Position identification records

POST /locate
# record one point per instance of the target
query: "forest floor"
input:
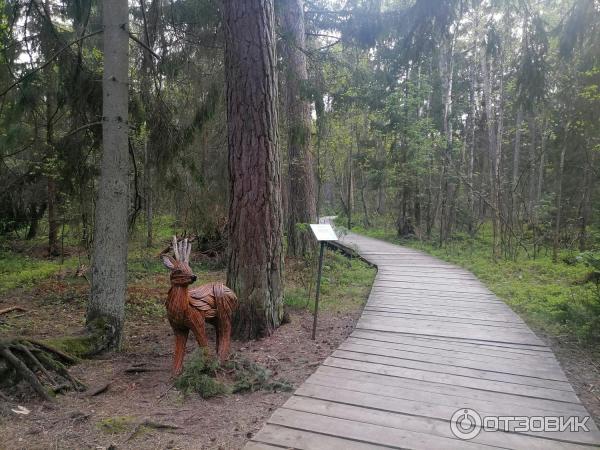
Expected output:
(552, 298)
(140, 393)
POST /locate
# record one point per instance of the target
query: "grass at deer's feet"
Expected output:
(552, 297)
(345, 284)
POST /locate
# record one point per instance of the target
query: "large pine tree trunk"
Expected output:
(106, 307)
(255, 261)
(302, 206)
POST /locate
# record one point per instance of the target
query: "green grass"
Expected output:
(18, 271)
(204, 376)
(345, 283)
(551, 297)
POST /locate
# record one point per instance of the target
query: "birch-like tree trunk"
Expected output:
(559, 182)
(492, 149)
(106, 308)
(255, 254)
(302, 206)
(516, 164)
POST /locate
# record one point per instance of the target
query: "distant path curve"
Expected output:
(431, 340)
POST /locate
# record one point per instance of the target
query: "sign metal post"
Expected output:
(323, 233)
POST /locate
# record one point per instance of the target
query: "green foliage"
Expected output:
(345, 283)
(251, 377)
(205, 376)
(17, 271)
(199, 376)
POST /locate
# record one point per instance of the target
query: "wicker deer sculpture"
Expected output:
(189, 309)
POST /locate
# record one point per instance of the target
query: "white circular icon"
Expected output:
(465, 423)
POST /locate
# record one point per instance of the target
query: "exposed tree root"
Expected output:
(11, 308)
(40, 365)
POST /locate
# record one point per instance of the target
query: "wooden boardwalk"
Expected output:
(432, 340)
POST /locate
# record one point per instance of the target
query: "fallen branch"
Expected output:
(154, 425)
(99, 390)
(40, 365)
(12, 308)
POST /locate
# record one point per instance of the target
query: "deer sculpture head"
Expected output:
(181, 272)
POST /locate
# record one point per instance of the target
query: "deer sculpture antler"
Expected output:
(182, 250)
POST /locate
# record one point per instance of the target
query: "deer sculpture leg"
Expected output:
(223, 339)
(180, 341)
(199, 329)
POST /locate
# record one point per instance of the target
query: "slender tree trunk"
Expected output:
(106, 307)
(51, 191)
(516, 163)
(542, 165)
(494, 155)
(471, 158)
(255, 254)
(363, 199)
(148, 194)
(447, 73)
(350, 187)
(559, 181)
(532, 203)
(302, 206)
(586, 194)
(320, 111)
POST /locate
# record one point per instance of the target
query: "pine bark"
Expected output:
(106, 307)
(255, 254)
(302, 206)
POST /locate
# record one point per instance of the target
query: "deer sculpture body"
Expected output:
(189, 309)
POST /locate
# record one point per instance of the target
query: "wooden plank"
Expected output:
(455, 343)
(490, 364)
(459, 396)
(419, 351)
(367, 432)
(454, 313)
(460, 331)
(466, 319)
(285, 437)
(480, 374)
(438, 427)
(424, 408)
(432, 339)
(452, 380)
(261, 446)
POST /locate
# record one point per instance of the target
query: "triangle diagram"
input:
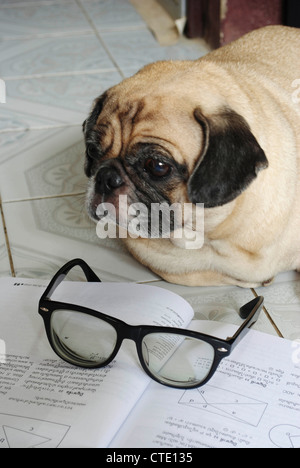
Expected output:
(17, 438)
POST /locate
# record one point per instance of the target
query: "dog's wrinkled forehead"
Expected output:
(121, 120)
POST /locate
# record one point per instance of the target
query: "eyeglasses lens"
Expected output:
(82, 339)
(176, 359)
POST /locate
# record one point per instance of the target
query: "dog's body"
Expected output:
(228, 128)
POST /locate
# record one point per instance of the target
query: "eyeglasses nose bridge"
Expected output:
(130, 332)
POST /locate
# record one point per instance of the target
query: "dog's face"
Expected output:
(154, 142)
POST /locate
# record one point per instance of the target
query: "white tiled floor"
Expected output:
(56, 57)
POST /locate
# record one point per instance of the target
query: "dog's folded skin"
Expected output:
(224, 131)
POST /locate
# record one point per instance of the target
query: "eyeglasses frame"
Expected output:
(222, 347)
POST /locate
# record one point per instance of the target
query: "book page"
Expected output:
(47, 403)
(252, 401)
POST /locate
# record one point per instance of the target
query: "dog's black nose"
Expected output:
(107, 180)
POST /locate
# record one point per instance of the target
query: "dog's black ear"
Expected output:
(230, 159)
(92, 136)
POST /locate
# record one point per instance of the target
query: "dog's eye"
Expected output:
(157, 168)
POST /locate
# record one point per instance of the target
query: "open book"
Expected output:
(253, 400)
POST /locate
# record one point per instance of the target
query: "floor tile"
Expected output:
(112, 14)
(51, 162)
(133, 51)
(46, 233)
(282, 301)
(42, 19)
(52, 55)
(220, 304)
(52, 101)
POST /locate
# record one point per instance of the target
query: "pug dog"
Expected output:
(223, 131)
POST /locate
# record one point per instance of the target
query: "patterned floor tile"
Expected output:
(52, 101)
(134, 51)
(52, 55)
(51, 163)
(112, 14)
(46, 233)
(42, 19)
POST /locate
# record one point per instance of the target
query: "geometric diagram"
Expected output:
(22, 432)
(225, 403)
(285, 436)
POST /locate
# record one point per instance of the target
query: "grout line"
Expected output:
(95, 71)
(269, 317)
(43, 197)
(11, 263)
(79, 3)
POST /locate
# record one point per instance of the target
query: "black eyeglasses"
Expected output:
(171, 356)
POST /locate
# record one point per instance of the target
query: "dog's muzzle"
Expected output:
(107, 180)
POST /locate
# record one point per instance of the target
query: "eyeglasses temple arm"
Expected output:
(62, 273)
(250, 312)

EXERCISE TASK: Leave out the pictures and print each record exactly as it stands.

COMPLETED EXERCISE:
POST /locate
# record one point per instance of the target
query: "forest floor"
input:
Expected output:
(552, 298)
(140, 393)
POST /locate
# record one point per instance of the target
query: "grass at deer's feet"
Expected output:
(552, 297)
(345, 284)
POST /locate
# record one point per instance of the target
query: "large pine tree trunk"
Expected output:
(106, 307)
(255, 261)
(302, 206)
POST /locate
# record one point per instance of the target
query: "green grass"
Expected output:
(18, 271)
(204, 376)
(345, 283)
(551, 297)
POST /locate
# record one point per instance of the target
query: "birch-like tree trunk"
Expected output:
(559, 182)
(492, 149)
(106, 308)
(255, 254)
(302, 206)
(516, 164)
POST /locate
# record one point per instance of the target
query: "distant path curve"
Expected output:
(431, 340)
POST /locate
# record one point per instance of the target
query: "sign metal post"
Expected output:
(323, 233)
POST /locate
# record one point per instance of the target
query: "green foliage"
Expected output:
(345, 283)
(251, 377)
(205, 376)
(17, 271)
(199, 376)
POST /locate
# record one point per instance of the target
query: "wicker deer sculpture"
Expected output:
(189, 309)
POST /locate
# record one point per instance of the target
query: "white circular icon"
Expected output:
(465, 423)
POST /locate
# record one point per instance of the target
query: "exposed tree root"
Expected output:
(11, 308)
(40, 365)
POST /locate
# record one point per instance of the target
query: "wooden boardwalk"
Expected output:
(432, 340)
POST /locate
# record one point per instance of the target
query: "fallen branch"
Expected output:
(154, 425)
(99, 390)
(40, 365)
(12, 308)
POST /locate
# record one point per instance of the target
query: "deer sculpture head"
Expected output:
(181, 272)
POST /locate
# record one point per instance of the target
query: "deer sculpture antler"
Expected output:
(182, 250)
POST /locate
# record one point per instance of the target
query: "deer sculpture leg"
Expected output:
(223, 339)
(180, 341)
(199, 329)
POST /locate
# record one point per instance of the target
query: "slender tree trunk"
Expected output:
(106, 307)
(51, 191)
(516, 163)
(542, 165)
(494, 155)
(471, 158)
(255, 254)
(363, 199)
(148, 194)
(447, 73)
(350, 187)
(559, 181)
(532, 203)
(302, 206)
(586, 194)
(320, 111)
POST /locate
# record one point per instance of the target
query: "pine bark"
Expected output:
(106, 307)
(255, 254)
(302, 206)
POST /locate
# record one point per instance of the target
query: "deer sculpture body"
Expected output:
(189, 309)
POST /locate
# record one point per instance of the target
query: "wooden plank"
Expected output:
(455, 343)
(490, 364)
(459, 396)
(419, 351)
(367, 432)
(454, 313)
(460, 331)
(466, 319)
(285, 437)
(480, 374)
(438, 427)
(424, 408)
(432, 339)
(452, 380)
(261, 446)
POST /locate
# record one point per instance of the target
query: "triangle diagram"
input:
Expected output:
(17, 438)
POST /locate
# record one point per instance of the target
query: "dog's wrinkled forehead"
Expected output:
(121, 120)
POST /locate
# record one point per instance of the target
query: "eyeglasses lens"
Expected output:
(82, 339)
(176, 359)
POST /locate
# record one point per instance of the target
query: "dog's body"
Expected output:
(228, 128)
POST /locate
# record one point per instance of the target
query: "eyeglasses nose bridge"
Expected output:
(130, 332)
POST /locate
# record one point per instance of the target
query: "dog's face"
Expected output:
(154, 142)
POST /locate
# record one point per instance of the target
query: "white tiled floor"
Expected output:
(56, 57)
POST /locate
# record one point per instance of the target
query: "dog's folded skin"
Expected output:
(224, 131)
POST /locate
# record one point per instance of the target
query: "eyeglasses frame"
Expected output:
(222, 347)
POST /locate
# record one point per instance of the target
query: "book page"
Expected output:
(47, 403)
(252, 401)
POST /locate
# record one point per instance of the target
query: "dog's black nose"
Expected output:
(107, 180)
POST /locate
# record one point per instance of the target
query: "dog's black ear"
Expected output:
(230, 159)
(92, 136)
POST /locate
# record one point per instance of the target
query: "dog's eye"
Expected output:
(157, 168)
POST /locate
# record one point per instance of the target
query: "open book"
Expected output:
(253, 400)
POST /locate
# record one point per instance of the target
query: "floor tile"
Expected output:
(112, 14)
(51, 162)
(133, 51)
(46, 233)
(282, 301)
(42, 19)
(52, 55)
(220, 304)
(52, 101)
POST /locate
# record one point per instance of the target
query: "pug dog"
Expected output:
(223, 131)
POST /locate
# record one point per instance of the target
query: "patterned floor tile"
Expected output:
(52, 101)
(134, 51)
(52, 55)
(51, 163)
(112, 14)
(46, 233)
(42, 19)
POST /locate
# record one point per instance of the target
query: "geometric diagram"
Expected output:
(22, 432)
(225, 403)
(285, 436)
POST /locate
# record one point per instance of the target
query: "grout line"
Expected output:
(95, 71)
(269, 317)
(43, 197)
(11, 263)
(79, 3)
POST /locate
# record one point per instance of the target
query: "black eyeglasses"
Expected output:
(171, 356)
POST /locate
# record one point per instance of the target
query: "dog's muzzle"
Expected output:
(107, 180)
POST /locate
# record one point per instance of the target
query: "eyeglasses temple arm"
Expected output:
(62, 273)
(250, 312)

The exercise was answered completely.